Coordinate labeling data:
======

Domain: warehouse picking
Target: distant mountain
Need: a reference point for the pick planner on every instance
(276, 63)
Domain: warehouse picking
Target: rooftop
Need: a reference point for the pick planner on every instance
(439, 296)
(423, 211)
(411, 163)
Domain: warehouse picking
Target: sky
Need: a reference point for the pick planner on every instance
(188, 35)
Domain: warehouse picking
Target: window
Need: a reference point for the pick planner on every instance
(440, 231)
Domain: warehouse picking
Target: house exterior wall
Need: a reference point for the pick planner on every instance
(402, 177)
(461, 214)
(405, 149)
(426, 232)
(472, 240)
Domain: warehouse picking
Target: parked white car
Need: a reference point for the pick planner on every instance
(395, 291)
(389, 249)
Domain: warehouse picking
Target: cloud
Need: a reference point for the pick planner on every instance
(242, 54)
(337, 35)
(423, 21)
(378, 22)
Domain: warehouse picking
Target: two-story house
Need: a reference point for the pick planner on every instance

======

> [Exercise] Rewrite the data above in full, including every request line, and shift each coordinate in the answers by adding 29 to both of its numbers.

> [Result of this exercise]
Domain: warehouse picking
Target: distant mountain
Need: a reference point for the pick planner on every instance
(305, 92)
Domain: warehouse picking
Target: rooftop
Need: a reference point for the pick planner on every instance
(468, 325)
(452, 240)
(440, 192)
Domain: warehouse picking
Target: sky
Need: a reference point for the pick planner on every instance
(217, 64)
Domain: warehouse picking
Target: window
Need: a reference point for the pick planner on every instance
(469, 260)
Domain: warehouse picking
Target: house exterior wall
Need: a reference point for the pick planner on every instance
(431, 206)
(490, 243)
(434, 178)
(455, 261)
(501, 269)
Domain: warehouse picking
Target: parked white car
Need: a reference point for the pick planner on every instance
(424, 320)
(418, 278)
Domain: warehouse picking
Target: cloud
Need: a reference point for the pick planner on every instance
(271, 83)
(366, 64)
(452, 50)
(407, 51)
Domain: warehouse picking
Target: two-story house
Need: a reference point for the pick planner on every instance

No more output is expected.